begin Data supplied
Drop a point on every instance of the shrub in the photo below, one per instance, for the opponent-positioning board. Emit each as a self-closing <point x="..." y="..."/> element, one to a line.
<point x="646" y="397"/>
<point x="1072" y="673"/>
end Data supplied
begin Data supplied
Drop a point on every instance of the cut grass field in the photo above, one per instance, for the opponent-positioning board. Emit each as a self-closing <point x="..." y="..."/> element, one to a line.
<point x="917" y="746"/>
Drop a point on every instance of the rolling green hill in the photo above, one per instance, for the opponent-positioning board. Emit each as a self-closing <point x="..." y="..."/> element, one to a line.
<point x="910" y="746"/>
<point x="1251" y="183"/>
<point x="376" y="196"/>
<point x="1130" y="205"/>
end Data supplied
> _What is expected_
Locate each line above that contains the word "board" and copy those lines in full. Treat case as significant.

> _Solution to this exercise_
Drop a point on every instance of the shrub in the photo below, one per instance, for the opponent-positioning board. Emit each as a self-closing <point x="..." y="..."/> element, one to a line.
Drop a point on every instance of the cut grass field in the photo above, one per instance, for the opponent-positioning board. Emit each as a self-closing <point x="..." y="..."/> element, one to a line.
Drop a point on every instance of the rolling green hill in the photo above, one per instance, for the opponent-positioning board. Emit each as a self-closing <point x="..." y="..."/> element, one to a line.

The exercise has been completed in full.